Data to examine section start

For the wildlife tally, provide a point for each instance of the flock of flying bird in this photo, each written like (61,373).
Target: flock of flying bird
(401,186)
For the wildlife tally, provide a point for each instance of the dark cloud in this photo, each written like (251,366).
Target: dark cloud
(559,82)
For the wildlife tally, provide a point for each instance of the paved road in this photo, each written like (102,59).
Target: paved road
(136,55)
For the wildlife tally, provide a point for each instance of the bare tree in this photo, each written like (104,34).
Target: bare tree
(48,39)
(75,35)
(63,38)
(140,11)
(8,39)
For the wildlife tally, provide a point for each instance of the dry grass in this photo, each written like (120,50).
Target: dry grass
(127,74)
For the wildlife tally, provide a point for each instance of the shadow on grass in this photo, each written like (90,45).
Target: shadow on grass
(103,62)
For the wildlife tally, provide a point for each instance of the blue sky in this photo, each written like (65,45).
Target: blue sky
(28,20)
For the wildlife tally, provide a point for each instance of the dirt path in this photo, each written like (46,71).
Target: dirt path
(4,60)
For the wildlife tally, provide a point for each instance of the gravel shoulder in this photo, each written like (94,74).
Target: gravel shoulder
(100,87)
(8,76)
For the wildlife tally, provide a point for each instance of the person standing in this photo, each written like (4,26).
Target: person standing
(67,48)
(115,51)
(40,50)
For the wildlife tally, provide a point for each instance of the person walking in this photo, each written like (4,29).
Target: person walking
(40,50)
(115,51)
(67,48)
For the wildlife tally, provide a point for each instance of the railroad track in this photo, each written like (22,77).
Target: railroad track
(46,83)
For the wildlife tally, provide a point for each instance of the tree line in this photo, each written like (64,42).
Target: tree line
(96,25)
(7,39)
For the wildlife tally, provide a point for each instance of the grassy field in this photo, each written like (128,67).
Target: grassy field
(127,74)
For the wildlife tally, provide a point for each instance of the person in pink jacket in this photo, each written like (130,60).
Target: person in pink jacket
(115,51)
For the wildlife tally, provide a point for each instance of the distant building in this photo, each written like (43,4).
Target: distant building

Data to examine section end

[Instructions for the task] All of the data should be retyped exactly.

[Exercise answer]
For the wildlife tally, provide a point for each instance of the flock of flying bird in this photo, each written like (61,373).
Target: flock of flying bird
(401,186)
For the wildlife tally, provide a point for each instance of the dark cloud in this photo, each written like (251,366).
Target: dark cloud
(559,82)
For the wildlife tally, provide a point for each instance of the paved road in this photo, each written like (102,59).
Target: paved road
(136,55)
For the wildlife tally, provide a point for each instance of the bare tree in this photo, each written like (104,34).
Target: bare tree
(48,39)
(75,35)
(63,38)
(140,11)
(8,39)
For the wildlife tally, provide a point for each instance of the dry grass in this photo, each written like (120,50).
Target: dry grass
(127,74)
For the wildlife tally, provide a point for each instance of the shadow on grass in this photo, each written like (90,45).
Target: shadow on grass
(103,62)
For the wildlife tally, provide a point for each instance of the blue sky in this photo, each written like (65,45).
Target: blue sky
(28,20)
For the wildlife tally, provide a point for each instance of the dirt path in this photo, each written like (46,71).
Target: dirt path
(4,60)
For the wildlife tally, provide a point for each instance of the gravel shoulder in this photo, each written like (94,74).
Target: gravel shoulder
(100,87)
(8,76)
For the wildlife tally, provide a point for each instance of the person standing in this photo, each written like (4,26).
Target: person standing
(67,48)
(115,51)
(40,50)
For the wildlife tally, provide a point for each instance of the person walking in this photo, each written like (4,29).
Target: person walking
(40,50)
(115,51)
(67,48)
For the wildlife tally, provide a point for each instance of the railroad track in this photo, each written like (22,77).
Target: railroad track
(46,83)
For the wildlife tally, provide a point for each instance of the tree line in this photo, each written like (64,42).
Target: tree line
(96,25)
(7,39)
For the wildlife tally, provide a point for each instance of the grassy field in this photo, each written like (128,67).
Target: grassy field
(127,74)
For the wildlife tally, provide a point for each instance of the person in pink jacket in this photo, each written like (130,60).
Target: person in pink jacket
(115,51)
For the wildlife tally, provide a point for each instance of the distant building in this photo, each written like (43,4).
Target: distant building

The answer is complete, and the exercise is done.